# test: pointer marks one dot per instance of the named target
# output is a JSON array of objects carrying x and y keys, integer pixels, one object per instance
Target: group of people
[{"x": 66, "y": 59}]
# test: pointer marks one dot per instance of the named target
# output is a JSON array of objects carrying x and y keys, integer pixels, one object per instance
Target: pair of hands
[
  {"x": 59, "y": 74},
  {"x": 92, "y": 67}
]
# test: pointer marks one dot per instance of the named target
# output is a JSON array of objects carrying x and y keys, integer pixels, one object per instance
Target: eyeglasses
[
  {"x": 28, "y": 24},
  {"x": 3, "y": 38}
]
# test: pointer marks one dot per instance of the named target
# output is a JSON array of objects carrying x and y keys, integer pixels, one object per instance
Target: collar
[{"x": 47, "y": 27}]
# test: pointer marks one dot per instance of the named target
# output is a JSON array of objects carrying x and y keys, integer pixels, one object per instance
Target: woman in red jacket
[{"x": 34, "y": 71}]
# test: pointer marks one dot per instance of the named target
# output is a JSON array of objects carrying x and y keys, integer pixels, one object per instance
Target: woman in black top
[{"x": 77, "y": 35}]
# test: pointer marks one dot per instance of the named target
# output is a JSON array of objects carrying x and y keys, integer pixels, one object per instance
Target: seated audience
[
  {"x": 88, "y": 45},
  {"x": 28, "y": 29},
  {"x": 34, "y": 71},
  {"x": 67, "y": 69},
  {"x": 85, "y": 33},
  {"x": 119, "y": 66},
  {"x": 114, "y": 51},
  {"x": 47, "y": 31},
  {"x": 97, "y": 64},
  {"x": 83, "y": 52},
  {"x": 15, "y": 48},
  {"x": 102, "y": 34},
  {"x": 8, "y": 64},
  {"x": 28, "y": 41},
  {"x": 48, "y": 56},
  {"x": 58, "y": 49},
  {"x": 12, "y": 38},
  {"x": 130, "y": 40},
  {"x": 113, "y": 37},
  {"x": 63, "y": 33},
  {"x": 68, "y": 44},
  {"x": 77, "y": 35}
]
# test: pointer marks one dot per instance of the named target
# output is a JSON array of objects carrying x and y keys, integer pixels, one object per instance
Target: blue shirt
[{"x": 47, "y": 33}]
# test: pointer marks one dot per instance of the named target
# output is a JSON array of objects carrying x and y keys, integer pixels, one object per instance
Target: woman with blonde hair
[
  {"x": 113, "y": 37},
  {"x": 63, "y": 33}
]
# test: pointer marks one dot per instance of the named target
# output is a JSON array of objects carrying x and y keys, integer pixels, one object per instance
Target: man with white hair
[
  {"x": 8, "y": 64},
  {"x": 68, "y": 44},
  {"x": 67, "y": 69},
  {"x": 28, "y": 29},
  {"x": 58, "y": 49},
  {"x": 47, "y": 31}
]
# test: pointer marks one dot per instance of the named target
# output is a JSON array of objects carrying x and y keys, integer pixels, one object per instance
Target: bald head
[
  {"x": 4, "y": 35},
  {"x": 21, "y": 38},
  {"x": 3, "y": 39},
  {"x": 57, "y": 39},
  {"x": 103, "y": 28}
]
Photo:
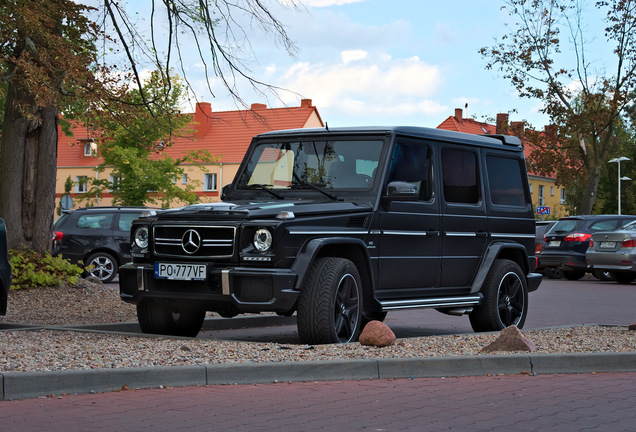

----

■ **What is required**
Please return the records as they stand, word for word, with no pictures.

■ **Written answer**
# test: pointer marks one dot per instance of the named target
# output is a JSON array of objects carrying x and y keys, integer pixels, one object per instance
Target: group of people
[{"x": 66, "y": 59}]
# test: pointer marks one dot per instance of the named target
# output is a JSON array of objects carrying x and y keys, integer pixels, one object per instance
Target: pair of hands
[
  {"x": 59, "y": 74},
  {"x": 92, "y": 67}
]
# test: pointer marks one dot per instance of the named target
# output is a JSON array of objects carrying x and y keys, integer pixels, one object per instance
Target: eyeglasses
[
  {"x": 28, "y": 24},
  {"x": 3, "y": 38}
]
# test: pointer marks one dot per instance of the named target
# output is a JSON array of objects carrying x and y keys, integer pixels, one object per instance
Target: collar
[{"x": 47, "y": 27}]
# test: pointer marks one dot per instance of the named target
# output is a JSON array of objects carrying x and y keys, integer pixels, one object per instance
Target: woman in red jacket
[{"x": 34, "y": 71}]
# test: pointer marks one dot per instance of the named target
# output is a JSON array of objects carrying x and y keys, integer pixels, one object per instance
Target: woman in black top
[{"x": 77, "y": 35}]
# test: pointer marks one dot per instance of the named target
# output is a JSON array of objects carrying x and y keys, integer pixels, one object per instance
Target: seated audience
[
  {"x": 88, "y": 45},
  {"x": 28, "y": 29},
  {"x": 34, "y": 71},
  {"x": 67, "y": 69},
  {"x": 85, "y": 33},
  {"x": 119, "y": 66},
  {"x": 114, "y": 51},
  {"x": 47, "y": 31},
  {"x": 97, "y": 64},
  {"x": 83, "y": 52},
  {"x": 15, "y": 48},
  {"x": 102, "y": 34},
  {"x": 8, "y": 64},
  {"x": 28, "y": 41},
  {"x": 48, "y": 56},
  {"x": 58, "y": 49},
  {"x": 12, "y": 38},
  {"x": 130, "y": 40},
  {"x": 113, "y": 37},
  {"x": 63, "y": 33},
  {"x": 68, "y": 44},
  {"x": 77, "y": 35}
]
# test: pointer marks one dot per instance of the named target
# output is a JSON array of objects carrying x and y keys, integer pixels, one object per instance
Target: blue shirt
[{"x": 47, "y": 33}]
# test: pointer marks one dot per instance of the named target
# output is a JSON array of objects carrying x and y keys, integer pixels, one object per instance
Target: woman with blonde hair
[
  {"x": 113, "y": 37},
  {"x": 63, "y": 33}
]
# test: pointer marks one dot per instance of the named target
# output is a JSON array of objects carrying x and y keys, integer pixels, one object per instance
Target: man with white hair
[
  {"x": 8, "y": 64},
  {"x": 68, "y": 44},
  {"x": 67, "y": 69},
  {"x": 28, "y": 29},
  {"x": 58, "y": 49},
  {"x": 47, "y": 31}
]
# test: pointer marks one dot per instance of the named target
# output is a JSON array of objects carrying x and y keys, integer pixels, one object per instance
Target: bald head
[
  {"x": 4, "y": 35},
  {"x": 21, "y": 38},
  {"x": 3, "y": 39},
  {"x": 57, "y": 39},
  {"x": 103, "y": 28}
]
Photo:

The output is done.